• READING PASSAGE:
_ _ _ _

Scientific classification
- Kingdom: Animalia
- Phylum: Chordata
- Class: Aves
- Order: Passeriformes
- Family: Thraupidae
- Genus: Tephrophilus R. T. Moore, 1934
- Species: T. wetmorei
- Binomial name: Tephrophilus wetmorei R. T. Moore, 1934
- Synonyms: Buthraupis wetmorei;

= Masked mountain tanager =

- Genus: Tephrophilus
- Species: wetmorei
- Authority: R. T. Moore, 1934
- Conservation status: VU
- Synonyms: Buthraupis wetmorei
- Parent authority: R. T. Moore, 1934

Species of bird

The masked mountain tanager (Tephrophilus wetmorei) is a vulnerable species of bird in the tanager family Thraupidae. It is the only member of the genus Tephrophilus. This large and colourful tanager is endemic to elfin forest, woodland and shrub in the Andean highlands of southern Colombia, Ecuador and northern Peru. It is generally rare or uncommon, and is threatened by habitat loss.

==Taxonomy==
The masked mountain tanager was formally described in 1934 by the American ornithologist Robert Thomas Moore from a specimen collected at the base of the Sangay volcano in Ecuador. He introduced a new monospecific genus Tephrophilus to give the binomial name Tephrophilus wetmorei. The generic name combines the Ancient Greek tephra meaning "ashes" (i.e. volcano) and philos meaning "-loving". The specific epithet was chosen to honour the ornithologist Alexander Wetmore. The species was subsequently placed in the genus Buthraupis but when a molecular phylogenetic study published in 2014 found Buthraupis was polyphyletic, the masked mountain tanager was returned to the resurrected genus Tephrophilus. The species is monotypic: no subspecies are recognised.

==Description==
The masked mountain tanager is a large species, measuring 20 cm long on average and weighing 62-63 g. Male have black "masks" on their faces extending from the sides of the head down to the neck. There is a bright yellow band around the mask and on the forehead, separating the mask from the yellowish-olive crown and neck, which grade into the olive-green back. The rump is again bright yellow. The underparts are broadly bright mustard-yellow, brightest near the throat and neck, with olive streaks along the other portions. The wings and tail are blackish, except for the two violet-blue wingbars. The stubby bill is blackish with a gray base to the mandible. The legs are dark gray in color. Both sexes are similar in color, but females tend to be duller.

_ _ _ _

• ACTIVITY: According to the passage on the masked mountain tanager, at the base of which volcano was the specimen used to describe the species collected?

• RECORDED DATA:
_ _ _ _

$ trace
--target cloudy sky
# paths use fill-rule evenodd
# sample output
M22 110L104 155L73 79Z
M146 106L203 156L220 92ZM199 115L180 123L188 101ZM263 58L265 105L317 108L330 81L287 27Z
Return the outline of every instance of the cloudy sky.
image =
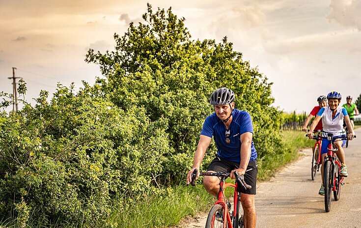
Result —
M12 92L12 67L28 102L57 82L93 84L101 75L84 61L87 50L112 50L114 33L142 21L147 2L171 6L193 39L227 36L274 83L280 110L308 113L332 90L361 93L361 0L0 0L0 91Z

_ _ _ _

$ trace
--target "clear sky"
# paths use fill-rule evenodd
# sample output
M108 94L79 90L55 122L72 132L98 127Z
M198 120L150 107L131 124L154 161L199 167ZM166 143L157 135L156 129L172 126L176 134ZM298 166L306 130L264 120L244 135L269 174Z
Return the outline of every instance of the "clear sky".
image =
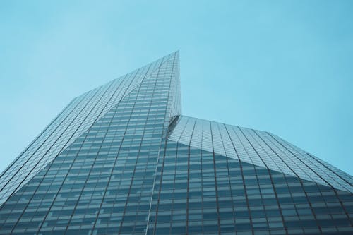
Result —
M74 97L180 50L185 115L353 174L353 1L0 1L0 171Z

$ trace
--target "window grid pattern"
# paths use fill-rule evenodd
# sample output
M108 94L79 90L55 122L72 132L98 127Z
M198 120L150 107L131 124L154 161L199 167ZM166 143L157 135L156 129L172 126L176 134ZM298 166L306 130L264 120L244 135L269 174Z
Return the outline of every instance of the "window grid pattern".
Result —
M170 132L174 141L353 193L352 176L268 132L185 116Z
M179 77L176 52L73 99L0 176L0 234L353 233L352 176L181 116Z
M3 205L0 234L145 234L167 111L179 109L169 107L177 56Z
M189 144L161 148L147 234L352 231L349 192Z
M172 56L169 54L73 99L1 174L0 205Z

_ _ _ _

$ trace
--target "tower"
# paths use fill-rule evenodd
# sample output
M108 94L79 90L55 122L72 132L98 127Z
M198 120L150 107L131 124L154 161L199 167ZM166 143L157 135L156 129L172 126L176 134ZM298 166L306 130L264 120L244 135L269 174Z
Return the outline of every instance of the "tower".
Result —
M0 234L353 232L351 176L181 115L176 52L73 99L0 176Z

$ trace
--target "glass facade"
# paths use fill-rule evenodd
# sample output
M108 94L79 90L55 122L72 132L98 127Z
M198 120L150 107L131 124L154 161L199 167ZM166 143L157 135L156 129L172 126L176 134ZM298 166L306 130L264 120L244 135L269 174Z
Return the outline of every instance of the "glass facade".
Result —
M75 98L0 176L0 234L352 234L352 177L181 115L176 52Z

_ _ _ _

• RESPONSE AREA: The Sangay volcano in Ecuador.